• Your task:
How many lines in the records below contain the word "dark"? Reply with the number alone.

==========

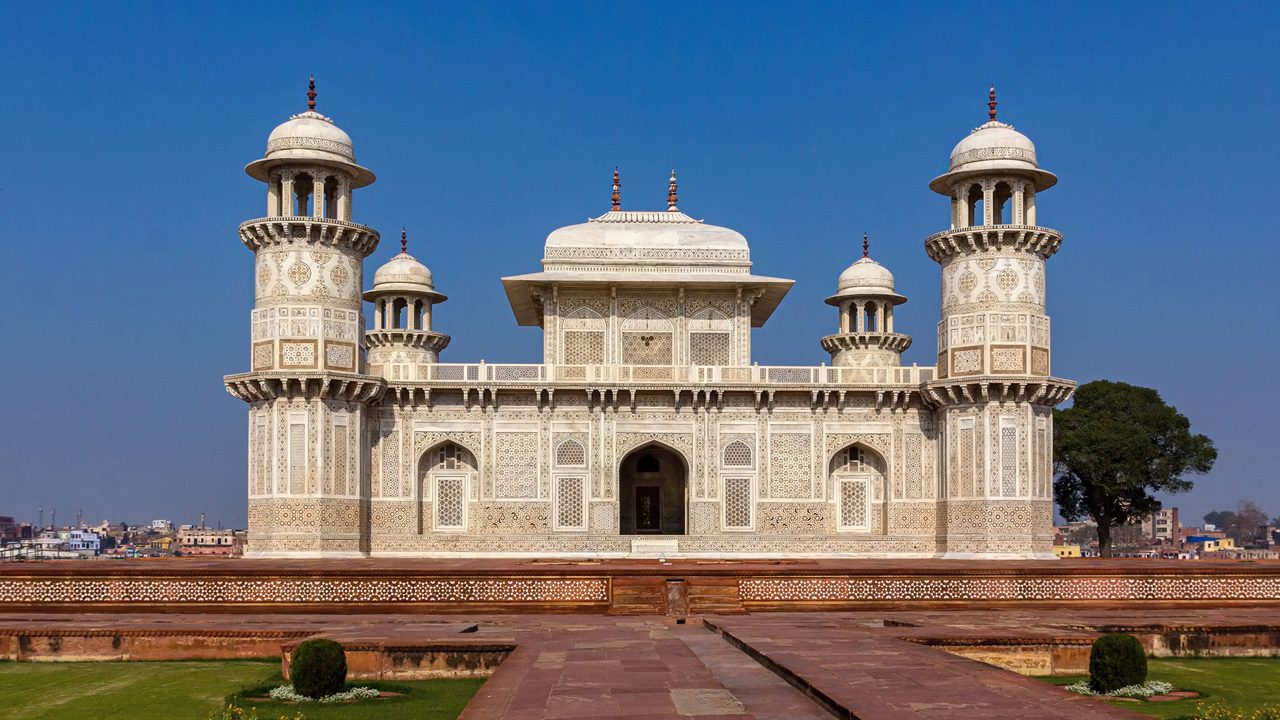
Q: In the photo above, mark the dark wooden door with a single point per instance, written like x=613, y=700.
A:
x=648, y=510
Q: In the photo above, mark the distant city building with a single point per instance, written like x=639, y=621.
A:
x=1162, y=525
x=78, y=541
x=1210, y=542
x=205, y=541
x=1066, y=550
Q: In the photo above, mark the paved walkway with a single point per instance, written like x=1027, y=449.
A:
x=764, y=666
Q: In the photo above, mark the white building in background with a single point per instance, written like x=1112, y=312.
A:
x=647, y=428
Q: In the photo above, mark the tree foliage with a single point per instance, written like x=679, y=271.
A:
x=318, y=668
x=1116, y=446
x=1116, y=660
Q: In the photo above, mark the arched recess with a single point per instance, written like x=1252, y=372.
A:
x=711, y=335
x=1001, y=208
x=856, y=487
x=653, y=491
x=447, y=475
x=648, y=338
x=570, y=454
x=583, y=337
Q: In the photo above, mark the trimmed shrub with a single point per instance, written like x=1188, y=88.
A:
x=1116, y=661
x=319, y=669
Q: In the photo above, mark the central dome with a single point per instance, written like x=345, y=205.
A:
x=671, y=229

==========

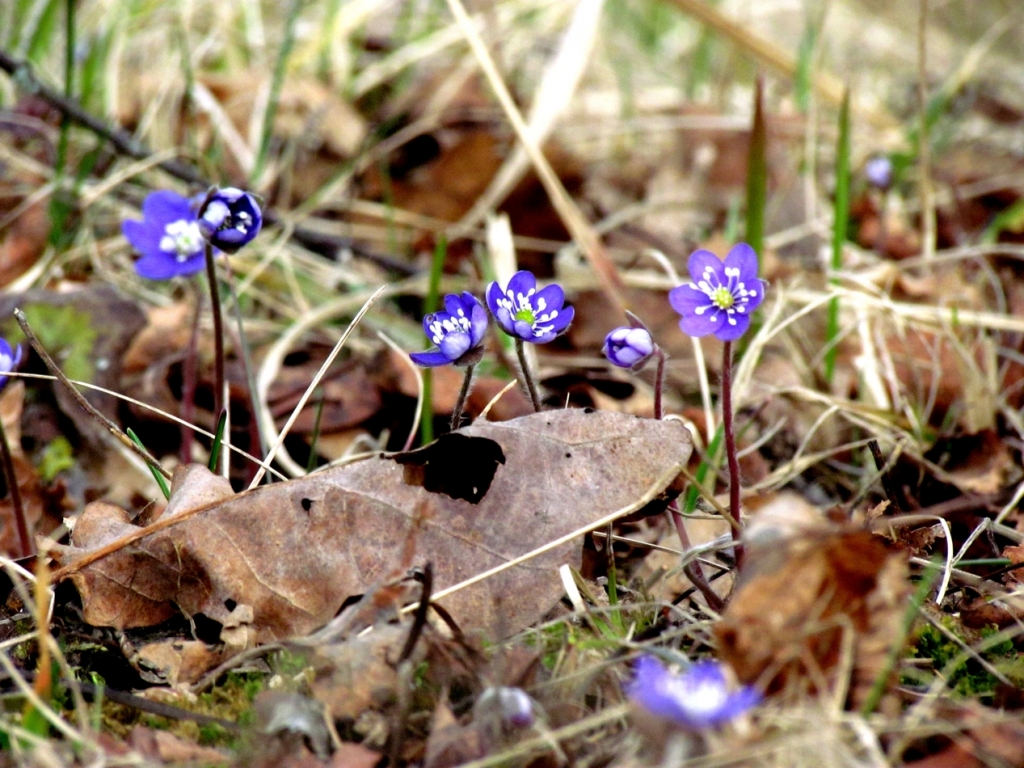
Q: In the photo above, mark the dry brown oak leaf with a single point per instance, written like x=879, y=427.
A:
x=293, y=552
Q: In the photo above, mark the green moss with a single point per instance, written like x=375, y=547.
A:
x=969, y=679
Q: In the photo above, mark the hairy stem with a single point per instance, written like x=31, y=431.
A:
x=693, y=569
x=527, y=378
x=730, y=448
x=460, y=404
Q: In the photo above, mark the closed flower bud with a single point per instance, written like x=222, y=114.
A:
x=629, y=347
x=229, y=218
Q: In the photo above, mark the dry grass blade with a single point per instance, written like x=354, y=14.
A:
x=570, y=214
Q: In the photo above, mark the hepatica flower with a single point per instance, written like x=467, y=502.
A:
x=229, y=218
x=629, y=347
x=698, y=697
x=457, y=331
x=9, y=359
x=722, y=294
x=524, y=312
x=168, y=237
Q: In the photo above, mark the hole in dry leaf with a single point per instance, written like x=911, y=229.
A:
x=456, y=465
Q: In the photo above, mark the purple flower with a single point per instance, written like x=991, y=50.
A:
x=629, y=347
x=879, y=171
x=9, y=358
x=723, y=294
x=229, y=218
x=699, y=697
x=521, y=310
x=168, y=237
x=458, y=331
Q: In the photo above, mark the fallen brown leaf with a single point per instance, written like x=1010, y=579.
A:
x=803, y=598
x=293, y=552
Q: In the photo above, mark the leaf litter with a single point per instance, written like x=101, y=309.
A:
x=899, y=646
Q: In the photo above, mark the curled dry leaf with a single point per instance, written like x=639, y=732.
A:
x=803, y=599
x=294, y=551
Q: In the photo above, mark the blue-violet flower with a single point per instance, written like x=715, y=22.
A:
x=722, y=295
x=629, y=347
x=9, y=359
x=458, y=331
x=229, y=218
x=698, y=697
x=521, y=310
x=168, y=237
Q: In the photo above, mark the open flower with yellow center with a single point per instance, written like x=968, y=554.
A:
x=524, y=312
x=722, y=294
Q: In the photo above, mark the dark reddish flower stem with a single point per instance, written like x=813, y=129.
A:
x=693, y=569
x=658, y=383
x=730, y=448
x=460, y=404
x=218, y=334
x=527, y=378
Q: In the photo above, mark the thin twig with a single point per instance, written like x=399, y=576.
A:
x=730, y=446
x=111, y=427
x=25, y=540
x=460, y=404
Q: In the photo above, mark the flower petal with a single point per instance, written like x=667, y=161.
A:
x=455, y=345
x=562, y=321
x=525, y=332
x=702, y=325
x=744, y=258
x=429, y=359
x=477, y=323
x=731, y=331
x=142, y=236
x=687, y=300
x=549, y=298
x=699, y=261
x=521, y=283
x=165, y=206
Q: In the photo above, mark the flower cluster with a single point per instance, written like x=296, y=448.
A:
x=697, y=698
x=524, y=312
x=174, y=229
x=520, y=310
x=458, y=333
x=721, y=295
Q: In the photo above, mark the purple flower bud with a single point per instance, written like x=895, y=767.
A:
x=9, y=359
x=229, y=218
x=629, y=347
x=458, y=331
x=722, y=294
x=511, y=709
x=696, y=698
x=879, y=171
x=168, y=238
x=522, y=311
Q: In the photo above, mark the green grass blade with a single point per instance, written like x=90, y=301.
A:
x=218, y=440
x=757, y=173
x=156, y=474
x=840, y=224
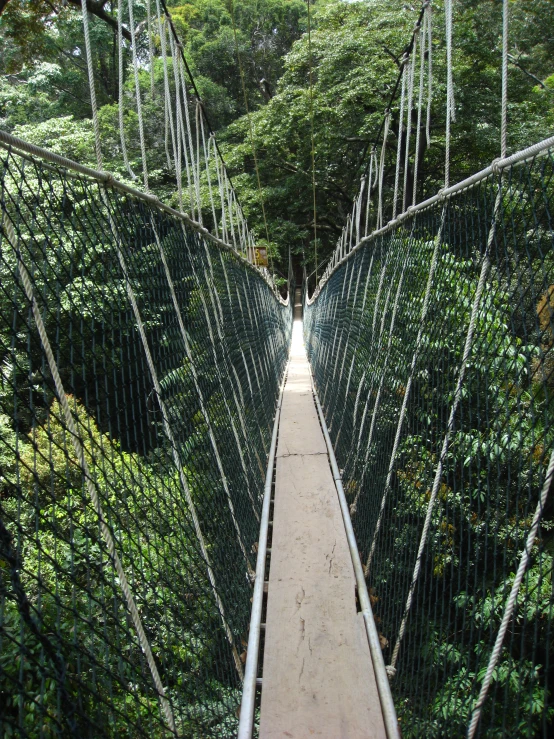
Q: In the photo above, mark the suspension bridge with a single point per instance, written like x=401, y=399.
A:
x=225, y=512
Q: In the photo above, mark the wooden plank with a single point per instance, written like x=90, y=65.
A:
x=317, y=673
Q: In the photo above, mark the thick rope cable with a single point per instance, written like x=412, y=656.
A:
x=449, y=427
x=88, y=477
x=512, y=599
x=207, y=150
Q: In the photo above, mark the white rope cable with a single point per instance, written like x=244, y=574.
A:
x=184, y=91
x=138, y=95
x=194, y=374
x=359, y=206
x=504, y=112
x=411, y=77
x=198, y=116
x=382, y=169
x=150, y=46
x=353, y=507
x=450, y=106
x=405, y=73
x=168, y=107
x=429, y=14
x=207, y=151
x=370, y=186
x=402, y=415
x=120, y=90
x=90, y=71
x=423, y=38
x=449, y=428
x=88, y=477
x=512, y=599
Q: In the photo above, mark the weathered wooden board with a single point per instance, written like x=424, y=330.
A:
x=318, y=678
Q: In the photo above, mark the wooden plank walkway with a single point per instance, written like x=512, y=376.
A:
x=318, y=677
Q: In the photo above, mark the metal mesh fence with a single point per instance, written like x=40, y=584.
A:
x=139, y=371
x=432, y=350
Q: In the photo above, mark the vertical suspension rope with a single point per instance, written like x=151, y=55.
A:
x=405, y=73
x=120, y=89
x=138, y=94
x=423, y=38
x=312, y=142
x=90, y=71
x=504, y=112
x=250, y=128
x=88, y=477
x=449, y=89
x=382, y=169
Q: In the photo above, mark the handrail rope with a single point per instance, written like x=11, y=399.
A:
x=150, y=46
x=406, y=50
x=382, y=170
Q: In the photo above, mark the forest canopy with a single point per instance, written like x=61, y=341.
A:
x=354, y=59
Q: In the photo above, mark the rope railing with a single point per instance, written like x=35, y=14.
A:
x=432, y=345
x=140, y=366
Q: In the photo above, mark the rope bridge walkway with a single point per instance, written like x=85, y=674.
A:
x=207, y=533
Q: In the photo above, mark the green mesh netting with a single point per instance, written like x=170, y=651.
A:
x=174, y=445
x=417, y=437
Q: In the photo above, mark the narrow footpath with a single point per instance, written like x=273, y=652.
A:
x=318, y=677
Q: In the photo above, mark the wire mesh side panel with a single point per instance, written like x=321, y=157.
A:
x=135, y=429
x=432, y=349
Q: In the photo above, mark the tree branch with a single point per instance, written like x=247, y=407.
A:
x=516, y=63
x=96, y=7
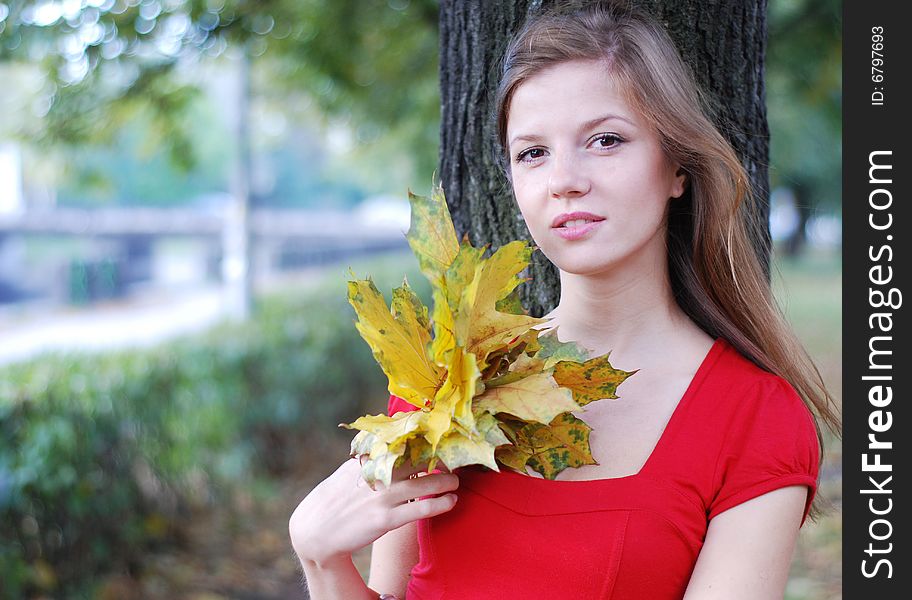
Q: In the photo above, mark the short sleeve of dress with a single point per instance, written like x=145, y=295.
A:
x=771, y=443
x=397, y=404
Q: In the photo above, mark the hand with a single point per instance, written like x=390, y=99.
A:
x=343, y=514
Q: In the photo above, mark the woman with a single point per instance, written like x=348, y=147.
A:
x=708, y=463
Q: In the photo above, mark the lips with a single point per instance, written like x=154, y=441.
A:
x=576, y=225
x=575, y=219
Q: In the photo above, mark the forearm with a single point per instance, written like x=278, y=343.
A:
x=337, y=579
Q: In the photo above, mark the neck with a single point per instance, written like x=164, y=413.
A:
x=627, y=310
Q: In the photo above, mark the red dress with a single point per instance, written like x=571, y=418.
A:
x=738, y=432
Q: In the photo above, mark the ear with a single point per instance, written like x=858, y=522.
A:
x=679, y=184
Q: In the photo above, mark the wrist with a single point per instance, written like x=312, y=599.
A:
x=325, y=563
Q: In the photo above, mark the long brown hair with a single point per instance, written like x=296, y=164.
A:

==========

• Solution:
2